Goals:
A. According to the article about Tina Turner's schoolhouse museum, who built the school?
B. Transcribe the part of the article about Tina Turner's schoolhouse museum that begins at the words "Tennessee joined the" and stops after the words "many years later.".

[BEGIN Quoted passage]

The heritage centre’s director, Sonia Outlaw-Clark, 59, says: “When she sent her stuff she really wanted the school to shine. She knew the importance of education and she wanted people to realise that and be able to get the sense of where she came from.
“Because of that, the cases that were designed and built for her costumes are all glass, so you still see the original walls, floors, ceilings. You still get that sense of that old school but then you also see the glitz and the glamour of her career.”
She adds: “Also inside the school, tucked away in a corner under straw, were some of the original desks and benches from the school when she was there. The chalkboard was still on the wall, the cubbies that the kids would have hung their coat on and put their books in was all still there, so that’s still a part of the structure now.”
Turner’s rags-to-riches story is captured in this single room. The school had no electricity or plumbing (for water it had to rely on a well pump, which is also on display). The toilets were holes in the ground with sheds built over. Heating was provided by a simple potbelly stove. Fittingly, the first group to visit the museum when it opened was a party of schoolchildren.
The director recalls: “Their teacher took them through a class like if they had been in a one-room school. They did a simulation of the different grades and how the lessons would have gone. Children these days don’t even know what a chalkboard is; they have whiteboards and other kind of boards I don’t remember the name of because I’m too old. It was definitely a contrast and definitely caught their attention to think that someone would have gone to school in those circumstances.”
She continues: “When you walk in you see the glitz and glamour from her career but you turn a corner around some cases and there’s the old desk and the chalkboard and all that and it’s a stark difference. You get to the back of a school where there’s the stage area that many of the former students talk about: they would stand up on that stage and do the devotion; the teacher would sit on that stage.
“We’ve heard stories the teacher’s desk was strategically so she could see the boys’ outhouse and the girls’ outhouse, so she could tell if you asked to go to the restroom that you went to the right place.”
Tennessee joined the pro-slavery Confederacy in the civil war, was the birthplace of the Ku Klux Klan and, according to the Equal Justice Initiative, was the scene of at least 236 lynchings between 1877 and 1950. The landmark Brown v Board of Education supreme court case outlawed racial segregation in public schools in 1954 but most segregated schools were not integrated until many years later.
Outlaw-Clark reflects: “The school was built because there was no other education provided for Black children at that time and, before the public school system took over, it was pretty much up to those families to educate and take care of their children that way.
“We learned when we were researching the school that her great-uncle – her great-grandfather’s brother – actually built the school and so that made it even more special because not only was it a part of her schooling but it was a part of her family legacy.”
The museum also adds to Tennessee’s enviable musical heritage. Carl Perkins was from the area, as are the contemporary artists Valerie June and Justin Timberlake. “We like to think it’s something in the water but undoubtedly I haven’t drunk enough water because I have no music talent.”
Turner, who lived in Küsnacht near Zurich and whose health was failing in recent years, never visited the museum but Outlaw-Clark did get to meet her. The director made her first trip to New York in 2019 to attend the opening of Tina: The Tina Turner Musical. “I just felt really comfortable around her,” she recalls, “so that was nice to know that she was still just like a hometown girl, like we all were.”

[END Quoted passage]
[BEGIN Dataset excerpts]

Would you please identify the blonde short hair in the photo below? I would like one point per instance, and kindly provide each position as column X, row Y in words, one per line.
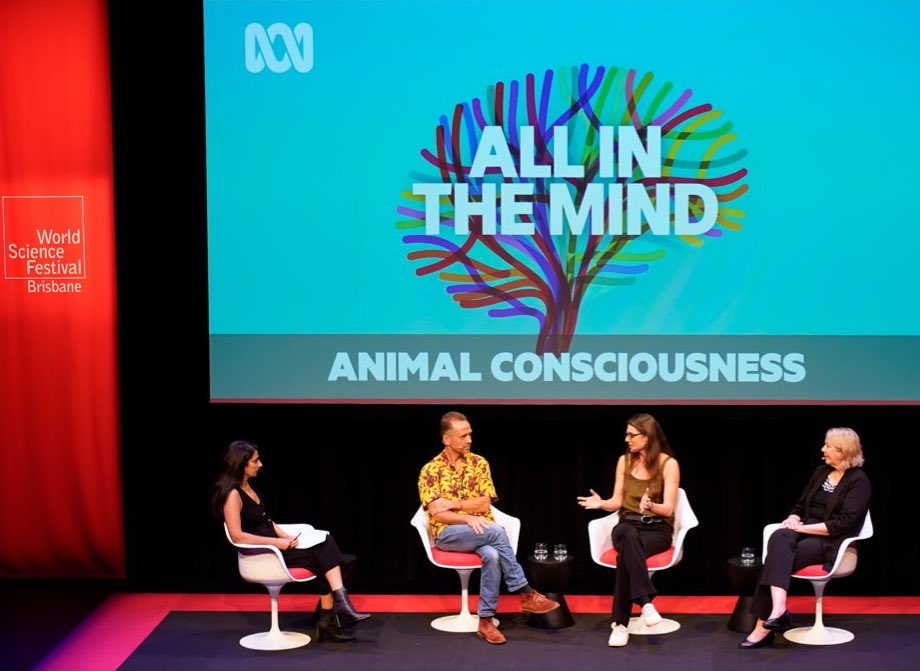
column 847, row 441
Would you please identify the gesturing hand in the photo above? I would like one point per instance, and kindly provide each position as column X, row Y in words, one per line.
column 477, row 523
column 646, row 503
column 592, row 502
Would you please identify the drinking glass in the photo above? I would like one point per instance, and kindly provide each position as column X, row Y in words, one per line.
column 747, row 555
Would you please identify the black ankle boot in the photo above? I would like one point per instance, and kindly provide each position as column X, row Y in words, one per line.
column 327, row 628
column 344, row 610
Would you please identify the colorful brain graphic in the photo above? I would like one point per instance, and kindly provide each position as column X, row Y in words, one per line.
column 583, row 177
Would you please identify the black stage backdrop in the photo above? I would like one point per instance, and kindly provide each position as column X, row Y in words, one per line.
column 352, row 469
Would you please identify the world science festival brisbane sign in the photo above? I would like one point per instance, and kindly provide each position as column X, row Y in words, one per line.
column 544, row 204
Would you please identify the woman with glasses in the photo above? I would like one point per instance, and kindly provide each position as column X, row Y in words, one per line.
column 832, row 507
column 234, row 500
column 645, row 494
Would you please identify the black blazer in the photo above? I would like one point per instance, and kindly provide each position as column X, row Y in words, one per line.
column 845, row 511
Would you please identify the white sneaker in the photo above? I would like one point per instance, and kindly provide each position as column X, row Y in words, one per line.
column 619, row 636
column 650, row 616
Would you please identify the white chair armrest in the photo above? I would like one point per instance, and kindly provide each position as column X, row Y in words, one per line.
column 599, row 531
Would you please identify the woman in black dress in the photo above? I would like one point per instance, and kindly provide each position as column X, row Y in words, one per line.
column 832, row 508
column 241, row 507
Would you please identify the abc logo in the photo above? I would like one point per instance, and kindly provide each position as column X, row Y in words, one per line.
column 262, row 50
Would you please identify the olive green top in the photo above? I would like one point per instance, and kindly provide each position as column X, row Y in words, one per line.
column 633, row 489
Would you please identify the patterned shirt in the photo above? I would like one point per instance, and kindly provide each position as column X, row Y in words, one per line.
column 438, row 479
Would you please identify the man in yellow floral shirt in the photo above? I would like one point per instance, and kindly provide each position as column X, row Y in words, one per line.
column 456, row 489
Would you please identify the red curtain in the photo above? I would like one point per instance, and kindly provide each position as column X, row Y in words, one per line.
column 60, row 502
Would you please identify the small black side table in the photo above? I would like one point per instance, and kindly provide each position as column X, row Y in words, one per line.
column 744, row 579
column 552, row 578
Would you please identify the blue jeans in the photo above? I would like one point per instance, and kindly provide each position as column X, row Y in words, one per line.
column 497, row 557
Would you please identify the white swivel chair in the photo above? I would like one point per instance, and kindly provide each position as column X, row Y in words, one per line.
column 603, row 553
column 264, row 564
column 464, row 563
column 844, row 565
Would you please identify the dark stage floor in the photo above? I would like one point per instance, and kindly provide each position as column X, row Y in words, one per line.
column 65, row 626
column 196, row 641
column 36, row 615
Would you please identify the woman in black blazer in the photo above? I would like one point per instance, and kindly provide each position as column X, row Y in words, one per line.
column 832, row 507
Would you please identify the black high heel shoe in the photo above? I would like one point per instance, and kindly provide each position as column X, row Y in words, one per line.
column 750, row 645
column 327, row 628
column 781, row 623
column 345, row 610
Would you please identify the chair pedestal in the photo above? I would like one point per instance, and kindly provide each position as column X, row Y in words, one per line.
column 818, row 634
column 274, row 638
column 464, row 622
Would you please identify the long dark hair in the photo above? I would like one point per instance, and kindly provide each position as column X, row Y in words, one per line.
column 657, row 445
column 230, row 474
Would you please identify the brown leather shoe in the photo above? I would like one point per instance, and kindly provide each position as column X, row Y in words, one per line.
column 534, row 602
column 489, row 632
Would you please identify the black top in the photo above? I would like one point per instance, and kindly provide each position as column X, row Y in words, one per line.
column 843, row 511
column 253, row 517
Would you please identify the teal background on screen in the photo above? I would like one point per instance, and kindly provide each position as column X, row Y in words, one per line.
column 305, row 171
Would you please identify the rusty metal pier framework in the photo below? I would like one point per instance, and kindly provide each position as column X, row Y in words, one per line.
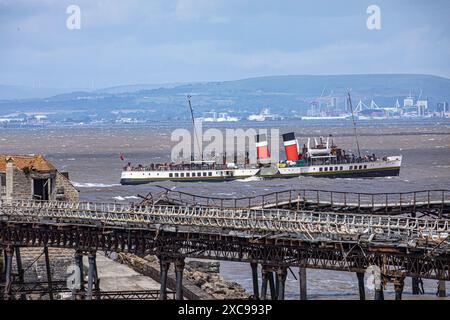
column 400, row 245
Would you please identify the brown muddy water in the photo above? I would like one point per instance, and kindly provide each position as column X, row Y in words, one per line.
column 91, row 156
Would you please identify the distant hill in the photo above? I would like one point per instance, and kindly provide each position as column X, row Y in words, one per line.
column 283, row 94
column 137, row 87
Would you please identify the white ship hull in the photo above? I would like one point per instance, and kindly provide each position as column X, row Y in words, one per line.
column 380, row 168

[END Dataset excerpts]

Task solutions:
A. Her great-uncle, her great-grandfather's brother, built the school.

B.
Tennessee joined the pro-slavery Confederacy in the civil war, was the birthplace of the Ku Klux Klan and, according to the Equal Justice Initiative, was the scene of at least 236 lynchings between 1877 and 1950. The landmark Brown v Board of Education supreme court case outlawed racial segregation in public schools in 1954 but most segregated schools were not integrated until many years later.